--- start of EXERCISE DATA ---
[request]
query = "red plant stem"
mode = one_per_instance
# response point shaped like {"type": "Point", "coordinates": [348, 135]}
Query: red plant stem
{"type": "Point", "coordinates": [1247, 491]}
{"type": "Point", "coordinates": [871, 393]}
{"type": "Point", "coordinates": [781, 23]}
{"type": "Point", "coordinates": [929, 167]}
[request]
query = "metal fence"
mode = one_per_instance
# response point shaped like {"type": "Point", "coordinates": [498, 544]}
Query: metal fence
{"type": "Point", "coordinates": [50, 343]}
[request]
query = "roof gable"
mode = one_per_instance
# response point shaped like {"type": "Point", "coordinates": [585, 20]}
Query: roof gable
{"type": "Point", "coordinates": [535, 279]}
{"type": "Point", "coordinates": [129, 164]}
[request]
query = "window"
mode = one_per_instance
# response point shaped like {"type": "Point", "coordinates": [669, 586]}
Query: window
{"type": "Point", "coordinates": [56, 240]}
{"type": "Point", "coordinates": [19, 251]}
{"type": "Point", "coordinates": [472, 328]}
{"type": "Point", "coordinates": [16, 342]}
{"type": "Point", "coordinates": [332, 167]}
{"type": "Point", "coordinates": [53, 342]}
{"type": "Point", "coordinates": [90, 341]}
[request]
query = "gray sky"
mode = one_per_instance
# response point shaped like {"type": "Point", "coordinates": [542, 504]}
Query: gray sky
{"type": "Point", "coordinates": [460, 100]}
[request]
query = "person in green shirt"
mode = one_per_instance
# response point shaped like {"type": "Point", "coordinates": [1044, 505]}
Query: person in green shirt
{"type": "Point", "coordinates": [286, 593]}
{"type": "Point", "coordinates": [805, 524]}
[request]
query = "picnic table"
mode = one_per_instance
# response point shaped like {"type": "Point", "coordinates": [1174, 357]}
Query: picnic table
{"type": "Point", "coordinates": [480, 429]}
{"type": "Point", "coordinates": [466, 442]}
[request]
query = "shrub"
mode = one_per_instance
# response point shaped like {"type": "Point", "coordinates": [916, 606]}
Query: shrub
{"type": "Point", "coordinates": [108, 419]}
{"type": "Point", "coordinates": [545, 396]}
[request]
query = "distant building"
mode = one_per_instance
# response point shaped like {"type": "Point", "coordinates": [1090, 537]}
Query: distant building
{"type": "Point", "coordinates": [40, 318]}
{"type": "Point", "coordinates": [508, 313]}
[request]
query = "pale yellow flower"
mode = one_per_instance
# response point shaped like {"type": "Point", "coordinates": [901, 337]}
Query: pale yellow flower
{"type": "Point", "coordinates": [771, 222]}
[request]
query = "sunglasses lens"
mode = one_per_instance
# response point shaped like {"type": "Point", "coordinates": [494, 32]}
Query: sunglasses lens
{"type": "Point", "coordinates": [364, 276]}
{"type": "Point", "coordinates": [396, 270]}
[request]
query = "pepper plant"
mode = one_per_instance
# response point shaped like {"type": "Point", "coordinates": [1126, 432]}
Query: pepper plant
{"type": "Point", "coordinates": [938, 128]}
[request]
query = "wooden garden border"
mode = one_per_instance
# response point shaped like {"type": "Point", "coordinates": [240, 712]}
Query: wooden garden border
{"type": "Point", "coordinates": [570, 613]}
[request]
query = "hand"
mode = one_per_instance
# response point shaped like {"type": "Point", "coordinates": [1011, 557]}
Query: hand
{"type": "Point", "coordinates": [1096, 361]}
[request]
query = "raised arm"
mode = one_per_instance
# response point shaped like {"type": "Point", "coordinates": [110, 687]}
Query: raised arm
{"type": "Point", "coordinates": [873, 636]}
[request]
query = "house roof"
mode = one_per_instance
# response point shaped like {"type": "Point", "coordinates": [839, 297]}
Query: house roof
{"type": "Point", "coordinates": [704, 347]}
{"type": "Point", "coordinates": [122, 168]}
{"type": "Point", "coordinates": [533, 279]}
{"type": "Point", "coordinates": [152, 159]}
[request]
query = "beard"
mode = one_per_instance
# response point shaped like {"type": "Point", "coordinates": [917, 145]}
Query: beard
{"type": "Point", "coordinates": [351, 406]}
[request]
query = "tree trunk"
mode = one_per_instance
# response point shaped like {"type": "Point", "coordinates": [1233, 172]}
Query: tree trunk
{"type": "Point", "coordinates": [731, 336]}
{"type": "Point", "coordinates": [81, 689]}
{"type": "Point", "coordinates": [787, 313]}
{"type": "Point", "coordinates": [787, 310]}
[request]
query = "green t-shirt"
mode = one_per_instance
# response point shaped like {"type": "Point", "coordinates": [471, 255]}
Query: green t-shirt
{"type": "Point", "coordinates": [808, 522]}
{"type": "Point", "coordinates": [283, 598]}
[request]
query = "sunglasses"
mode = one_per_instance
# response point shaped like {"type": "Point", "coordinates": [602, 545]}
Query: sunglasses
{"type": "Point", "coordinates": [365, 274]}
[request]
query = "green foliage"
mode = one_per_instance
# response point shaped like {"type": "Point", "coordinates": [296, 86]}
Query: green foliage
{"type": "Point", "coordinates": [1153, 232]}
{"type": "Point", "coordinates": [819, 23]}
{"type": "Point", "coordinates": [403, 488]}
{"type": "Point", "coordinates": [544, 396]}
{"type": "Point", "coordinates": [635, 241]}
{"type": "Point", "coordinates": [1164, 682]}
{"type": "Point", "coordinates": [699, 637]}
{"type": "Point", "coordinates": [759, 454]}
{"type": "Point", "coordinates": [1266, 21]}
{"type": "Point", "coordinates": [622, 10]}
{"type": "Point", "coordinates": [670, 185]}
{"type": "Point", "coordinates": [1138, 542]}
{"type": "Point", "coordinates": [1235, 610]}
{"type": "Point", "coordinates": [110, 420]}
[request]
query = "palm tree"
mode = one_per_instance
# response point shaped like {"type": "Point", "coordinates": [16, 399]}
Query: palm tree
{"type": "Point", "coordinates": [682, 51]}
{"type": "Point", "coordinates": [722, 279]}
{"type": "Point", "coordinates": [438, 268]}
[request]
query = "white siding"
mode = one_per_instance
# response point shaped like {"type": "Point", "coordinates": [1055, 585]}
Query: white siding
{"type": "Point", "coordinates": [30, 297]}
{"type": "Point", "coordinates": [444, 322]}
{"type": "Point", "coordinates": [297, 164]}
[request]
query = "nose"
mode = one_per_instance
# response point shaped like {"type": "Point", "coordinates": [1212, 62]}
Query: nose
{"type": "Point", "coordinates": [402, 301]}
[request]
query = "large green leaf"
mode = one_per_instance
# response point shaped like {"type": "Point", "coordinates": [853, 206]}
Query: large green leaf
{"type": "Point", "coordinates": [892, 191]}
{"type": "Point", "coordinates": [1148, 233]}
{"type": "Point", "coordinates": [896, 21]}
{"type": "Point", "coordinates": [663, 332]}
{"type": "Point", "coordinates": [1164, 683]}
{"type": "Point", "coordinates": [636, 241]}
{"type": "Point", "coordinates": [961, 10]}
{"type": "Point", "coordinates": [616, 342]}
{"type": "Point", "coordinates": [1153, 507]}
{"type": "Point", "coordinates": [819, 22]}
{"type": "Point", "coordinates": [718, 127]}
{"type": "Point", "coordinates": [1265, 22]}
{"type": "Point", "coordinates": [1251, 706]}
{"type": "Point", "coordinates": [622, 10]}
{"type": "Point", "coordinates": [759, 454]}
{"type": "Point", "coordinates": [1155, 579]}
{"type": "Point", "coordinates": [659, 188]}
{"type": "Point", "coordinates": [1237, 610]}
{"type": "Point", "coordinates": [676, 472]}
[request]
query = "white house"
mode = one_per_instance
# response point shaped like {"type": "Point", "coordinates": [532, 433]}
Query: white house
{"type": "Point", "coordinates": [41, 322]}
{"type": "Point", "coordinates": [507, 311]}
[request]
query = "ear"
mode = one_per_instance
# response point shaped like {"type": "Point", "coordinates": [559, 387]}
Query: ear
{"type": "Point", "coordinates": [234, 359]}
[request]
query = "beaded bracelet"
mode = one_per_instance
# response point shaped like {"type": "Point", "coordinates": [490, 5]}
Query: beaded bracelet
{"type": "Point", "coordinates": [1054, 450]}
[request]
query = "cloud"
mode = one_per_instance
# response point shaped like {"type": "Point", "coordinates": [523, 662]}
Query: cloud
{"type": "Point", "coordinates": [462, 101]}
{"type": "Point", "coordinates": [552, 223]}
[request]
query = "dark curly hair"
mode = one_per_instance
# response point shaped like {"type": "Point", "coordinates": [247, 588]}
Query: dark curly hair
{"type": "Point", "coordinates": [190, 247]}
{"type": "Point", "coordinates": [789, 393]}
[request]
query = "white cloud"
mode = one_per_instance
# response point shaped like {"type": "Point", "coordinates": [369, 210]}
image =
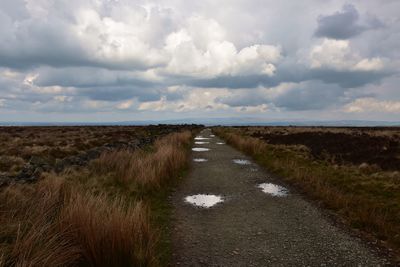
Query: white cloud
{"type": "Point", "coordinates": [338, 55]}
{"type": "Point", "coordinates": [372, 105]}
{"type": "Point", "coordinates": [201, 51]}
{"type": "Point", "coordinates": [125, 104]}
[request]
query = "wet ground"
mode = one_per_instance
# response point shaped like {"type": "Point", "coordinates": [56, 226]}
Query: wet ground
{"type": "Point", "coordinates": [229, 214]}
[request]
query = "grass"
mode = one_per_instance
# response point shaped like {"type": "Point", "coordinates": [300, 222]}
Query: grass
{"type": "Point", "coordinates": [103, 215]}
{"type": "Point", "coordinates": [365, 200]}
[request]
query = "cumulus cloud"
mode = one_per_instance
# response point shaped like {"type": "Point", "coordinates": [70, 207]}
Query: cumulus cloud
{"type": "Point", "coordinates": [372, 105]}
{"type": "Point", "coordinates": [84, 56]}
{"type": "Point", "coordinates": [345, 24]}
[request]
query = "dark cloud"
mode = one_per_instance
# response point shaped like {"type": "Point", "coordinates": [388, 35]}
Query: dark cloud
{"type": "Point", "coordinates": [344, 24]}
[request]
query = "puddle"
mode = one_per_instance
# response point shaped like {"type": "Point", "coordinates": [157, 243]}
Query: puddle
--- end of EXERCISE DATA ---
THE EXERCISE - Tally how many lines in the rows above include the string "dark". Reply with only that number.

THE RESULT - 4